Work to complete >>
Every record below must be retyped exactly, with the pictures left out.

---------- Material shown

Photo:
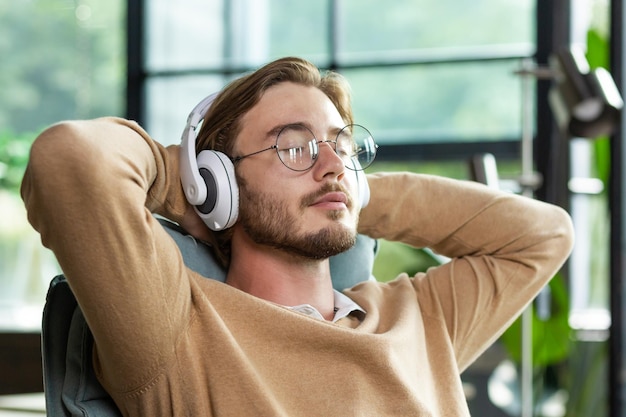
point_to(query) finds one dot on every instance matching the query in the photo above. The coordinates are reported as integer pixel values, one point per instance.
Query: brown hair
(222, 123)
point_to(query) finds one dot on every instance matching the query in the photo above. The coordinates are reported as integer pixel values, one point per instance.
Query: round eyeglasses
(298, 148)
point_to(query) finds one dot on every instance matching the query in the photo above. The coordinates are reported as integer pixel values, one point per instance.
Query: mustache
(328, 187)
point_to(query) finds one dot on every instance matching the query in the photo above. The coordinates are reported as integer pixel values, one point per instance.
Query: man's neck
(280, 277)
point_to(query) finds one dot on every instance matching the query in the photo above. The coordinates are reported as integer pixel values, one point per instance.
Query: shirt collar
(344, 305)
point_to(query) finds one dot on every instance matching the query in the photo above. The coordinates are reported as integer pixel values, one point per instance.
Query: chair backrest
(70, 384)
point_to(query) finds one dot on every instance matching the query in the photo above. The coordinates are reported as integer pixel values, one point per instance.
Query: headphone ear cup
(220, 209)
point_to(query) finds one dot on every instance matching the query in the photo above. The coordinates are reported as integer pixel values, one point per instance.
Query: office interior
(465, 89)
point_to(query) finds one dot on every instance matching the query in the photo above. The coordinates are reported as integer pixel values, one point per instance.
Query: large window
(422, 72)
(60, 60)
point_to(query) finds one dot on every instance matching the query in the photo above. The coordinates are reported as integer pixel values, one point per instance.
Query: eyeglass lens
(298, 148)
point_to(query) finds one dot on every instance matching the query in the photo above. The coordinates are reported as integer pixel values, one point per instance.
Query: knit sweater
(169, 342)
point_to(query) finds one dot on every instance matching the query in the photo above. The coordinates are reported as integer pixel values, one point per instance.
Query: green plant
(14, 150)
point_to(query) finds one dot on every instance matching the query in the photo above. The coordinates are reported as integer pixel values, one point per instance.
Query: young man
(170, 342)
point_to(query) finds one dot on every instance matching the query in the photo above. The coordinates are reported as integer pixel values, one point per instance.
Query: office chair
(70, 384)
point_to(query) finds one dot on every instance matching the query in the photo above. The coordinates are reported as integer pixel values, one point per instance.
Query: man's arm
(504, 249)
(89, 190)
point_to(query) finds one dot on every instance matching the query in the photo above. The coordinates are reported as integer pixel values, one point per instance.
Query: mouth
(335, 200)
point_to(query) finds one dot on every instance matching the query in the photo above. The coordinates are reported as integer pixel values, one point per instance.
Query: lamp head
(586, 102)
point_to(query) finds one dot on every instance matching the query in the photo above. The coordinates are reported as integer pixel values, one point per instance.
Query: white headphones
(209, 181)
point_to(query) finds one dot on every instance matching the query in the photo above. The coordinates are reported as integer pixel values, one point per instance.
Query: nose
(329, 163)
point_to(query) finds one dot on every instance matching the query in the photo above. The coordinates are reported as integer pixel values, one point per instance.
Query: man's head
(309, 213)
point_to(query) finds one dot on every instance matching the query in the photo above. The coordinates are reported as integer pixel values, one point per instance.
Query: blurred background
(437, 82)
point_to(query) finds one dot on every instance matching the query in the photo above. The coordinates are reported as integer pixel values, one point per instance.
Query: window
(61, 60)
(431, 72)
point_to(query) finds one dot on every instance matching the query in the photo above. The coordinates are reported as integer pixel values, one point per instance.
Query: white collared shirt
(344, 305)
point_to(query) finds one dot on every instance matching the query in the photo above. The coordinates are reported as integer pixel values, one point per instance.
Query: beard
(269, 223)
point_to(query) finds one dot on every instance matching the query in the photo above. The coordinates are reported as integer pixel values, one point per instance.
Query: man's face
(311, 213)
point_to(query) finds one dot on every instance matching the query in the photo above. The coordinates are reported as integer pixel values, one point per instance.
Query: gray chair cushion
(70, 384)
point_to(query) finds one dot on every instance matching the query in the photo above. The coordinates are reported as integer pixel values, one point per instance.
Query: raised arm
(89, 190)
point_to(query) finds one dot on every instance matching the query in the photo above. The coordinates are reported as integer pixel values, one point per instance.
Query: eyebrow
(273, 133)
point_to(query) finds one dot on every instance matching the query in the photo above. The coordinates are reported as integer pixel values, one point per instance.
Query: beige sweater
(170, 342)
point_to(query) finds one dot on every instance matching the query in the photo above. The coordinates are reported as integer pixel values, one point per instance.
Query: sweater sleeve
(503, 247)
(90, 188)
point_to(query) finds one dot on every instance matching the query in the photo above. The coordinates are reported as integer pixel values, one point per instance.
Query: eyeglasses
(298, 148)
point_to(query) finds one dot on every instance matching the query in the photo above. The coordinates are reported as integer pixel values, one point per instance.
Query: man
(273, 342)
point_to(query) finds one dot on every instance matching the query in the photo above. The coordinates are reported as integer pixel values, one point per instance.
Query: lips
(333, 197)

--------------------

Response >>
Photo:
point_to(query) finds one dot on every instance matching the query in the photo above. The coordinates are reported as integer pixel values, one point per instance.
Query: brown hair
(222, 123)
point_to(query) finds one dot on every instance matching the query in the photo above. The coordinates are reported as integer pixel values, one point per instance.
Query: round eyeglasses
(298, 148)
point_to(query) finds one dot on every instance matching the query in the photo above. The coordinates are reported as integer pixel values, one point per instance.
Query: mustache
(328, 187)
point_to(query) finds one dot on every instance matching the query in the photo above. The coordinates are reported as integer pixel values, one point per instance.
Query: man's neck
(280, 277)
point_to(query) finds one dot on every instance matching the query in the photo above. The coordinates are reported as integer pixel values, one point per instance.
Query: shirt collar
(344, 305)
point_to(query) finds one dot on every instance matching the query in the photo above. The coordinates are reported as integer pixel values, one point per instance.
Query: chair backrest
(70, 384)
point_to(query) finds one dot on every instance matching the query in the photo above. The coordinates are reported as integer pixel values, one point per instance.
Query: headphone ear cup
(220, 209)
point_to(query) finds one dot on every instance matching the query in the photo above. The coordinates are reported as integer pixel values, one point per instance.
Query: office interior
(465, 89)
point_to(query) finds one dot on every instance matching the query in the photo above. The coordinates are reported as integer pixel values, one point per instance.
Query: large window
(422, 72)
(60, 60)
point_to(query) finds one dot on every instance matching the query in the photo above. The coordinates are reported as integer pixel values, one point per instance.
Query: eyeglass lens
(298, 148)
point_to(query) finds one dot on every instance matching the query in the photo above. The coordinates are reported as integer pixel values, one point per instance.
Query: knit sweater
(169, 342)
point_to(query) finds one dot on every instance matching the query in the photo above. The coordinates are reported as integer pixel values, one point per instance.
Query: green plant
(14, 150)
point_to(query) finds one dot on every instance matching the query in the photo above. The coordinates are reported as integer pixel values, one point per instance.
Query: young man
(170, 342)
point_to(query) finds one dot on every instance matching the query in the photo above. The coordinates are reported as integer pixel values, one point per instance.
Query: office chair
(70, 384)
point_to(query) finds one dot on every instance matching the query in the photo above. The coordinates are reported as integer pixel values, one point per instance.
Query: man's arm
(504, 249)
(89, 190)
point_to(query) finds one dot on every instance matching the query in the photo above. The coordinates are reported as integer pixel values, one point per instance.
Query: mouth
(335, 200)
point_to(query) finds one dot on every instance matching the query in the photo above. The coordinates are reported as integer pixel values, one point per instance.
Query: lamp head
(586, 102)
point_to(query) finds one dot on every instance matching the query in the photo above. The coordinates are reported as integer pixel values, one point per instance.
Query: white headphones
(209, 181)
point_to(query) finds one dot on every instance matching the query in the photo above. The coordinates are reported as integer pixel values, one point per instance.
Query: nose
(329, 163)
point_to(query) finds one dot on every instance matching the query in the photo above. The coordinates are reported as integer pixel values, one point per instance.
Query: man's head
(309, 213)
point_to(query) finds one dot on every instance matching the query in the photo above. The coordinates are reported as integer pixel values, one point per instance.
Query: blurred background
(437, 82)
point_to(query) finds one dot on every instance matching the query in the photo above. The coordinates are reported as integer pixel values, one point per instance.
Query: window
(61, 60)
(431, 72)
point_to(query) finds one dot on every instance matching the query in the photo above. The coordinates are reported as integer pixel values, one point per instance.
Query: white collared shirt
(344, 305)
point_to(query) finds one dot on every instance matching the query in the photo above. The coordinates are reported as integer pixel values, one point per instance.
Query: beard
(269, 223)
point_to(query) finds one dot on every instance matching the query in the photo above. The coordinates are reported as integer pixel values, one point per instance.
Query: man's face
(311, 213)
point_to(query) finds one dot on every instance matching the query in the photo above. The coordinates are reported as integer pixel values, one point per instance.
Query: gray chair cushion
(70, 384)
point_to(query) finds one dot on every instance matching the query in the photo above. The coordinates are reported as integer pixel values, one point per instance.
Query: raised arm
(89, 190)
point_to(query) finds one dot on every instance matching the query in the photo above. The coordinates are reported as integer pixel values, one point per instance.
Query: eyebrow
(273, 133)
point_to(query) finds one dot on every instance matching the query in the photo above. The coordinates are reported as integer pixel values, one point per instance.
Query: beige sweater
(170, 342)
point_to(query) finds one dot on every instance matching the query in the photo above. The coordinates are reported as integer pixel values, one point per instance.
Query: sweater sleeve
(503, 247)
(90, 188)
point_to(query) finds one dot on every instance matching the query in the photo above. The coordinates are reported as integer pixel values, one point per instance.
Query: eyeglasses
(298, 148)
point_to(query) finds one dot on every instance matching the query in the photo above. The coordinates are reported as integer pixel values, one point per instance.
Query: man
(273, 342)
point_to(query) finds one dot on every instance matching the query in the photo above. The coordinates are reported as integer pixel values, one point per instance.
Query: lips
(333, 197)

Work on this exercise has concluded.